-- What you are asked to do --
In the records below, substitute "bounding box" for every occurrence of "bounding region" and copy the rest unchanged.

-- Records supplied --
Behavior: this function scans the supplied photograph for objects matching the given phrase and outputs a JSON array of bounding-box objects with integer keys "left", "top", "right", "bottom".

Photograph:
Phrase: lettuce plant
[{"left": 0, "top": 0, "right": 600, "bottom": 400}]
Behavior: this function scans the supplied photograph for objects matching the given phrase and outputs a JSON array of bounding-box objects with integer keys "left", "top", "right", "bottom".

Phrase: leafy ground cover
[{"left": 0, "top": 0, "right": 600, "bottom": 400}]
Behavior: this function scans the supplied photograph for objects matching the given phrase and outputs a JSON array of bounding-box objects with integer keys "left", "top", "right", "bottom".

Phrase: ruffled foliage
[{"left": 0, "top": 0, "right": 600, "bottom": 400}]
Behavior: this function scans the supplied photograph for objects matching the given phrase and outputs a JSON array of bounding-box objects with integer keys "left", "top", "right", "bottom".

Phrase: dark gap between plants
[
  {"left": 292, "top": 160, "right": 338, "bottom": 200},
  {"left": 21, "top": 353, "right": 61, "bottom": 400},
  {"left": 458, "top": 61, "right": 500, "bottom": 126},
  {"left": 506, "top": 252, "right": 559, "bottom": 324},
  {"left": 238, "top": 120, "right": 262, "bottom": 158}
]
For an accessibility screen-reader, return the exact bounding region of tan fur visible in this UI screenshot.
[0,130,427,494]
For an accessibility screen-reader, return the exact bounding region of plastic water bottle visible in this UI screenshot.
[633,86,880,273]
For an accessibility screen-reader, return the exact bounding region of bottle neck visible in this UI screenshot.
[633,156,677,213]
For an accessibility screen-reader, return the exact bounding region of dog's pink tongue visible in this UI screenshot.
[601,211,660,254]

-- Correct response --
Behavior: this function scans the supplied photograph for objects matching the given phrase and outputs a JSON array of bounding-box objects with integer keys "left", "top", "right", "bottom".

Photograph:
Phrase: lettuce plant
[{"left": 0, "top": 0, "right": 600, "bottom": 400}]
Behavior: this function scans the supplied photograph for objects matching the given phrase and outputs a JSON array of bounding-box objects with integer keys "left", "top", "right", "bottom".

Phrase: leafy ground cover
[{"left": 0, "top": 0, "right": 600, "bottom": 400}]
Behavior: this function scans the supplied photograph for objects matching the given phrase and outputs a JSON array of bounding-box objects with integer keys "left", "top", "right", "bottom".

Phrase: ruffled foliage
[{"left": 0, "top": 0, "right": 600, "bottom": 400}]
Behavior: this function scans the supplied photograph for objects matching the given phrase and outputs a JSON array of bounding-box objects with integer keys "left", "top", "right", "bottom".

Phrase: dark gap between plants
[
  {"left": 292, "top": 160, "right": 338, "bottom": 200},
  {"left": 21, "top": 353, "right": 61, "bottom": 400},
  {"left": 458, "top": 61, "right": 500, "bottom": 126},
  {"left": 506, "top": 252, "right": 559, "bottom": 324},
  {"left": 238, "top": 120, "right": 262, "bottom": 158}
]
For an accessibility screen-reader, return the exact bounding box of tan fur visible in this UI screenshot.
[0,130,427,494]
For an accessibility screen-reader, return the exact bounding box of plastic water bottle visible in this UI screenshot.
[633,86,880,273]
For an accessibility screen-reader, return the exact bounding box of bottle neck visible in this UI screenshot.
[633,156,677,213]
For an accessibility screen-reader, return the exact bounding box of dog's pink tongue visible in this UI screenshot.
[601,211,660,254]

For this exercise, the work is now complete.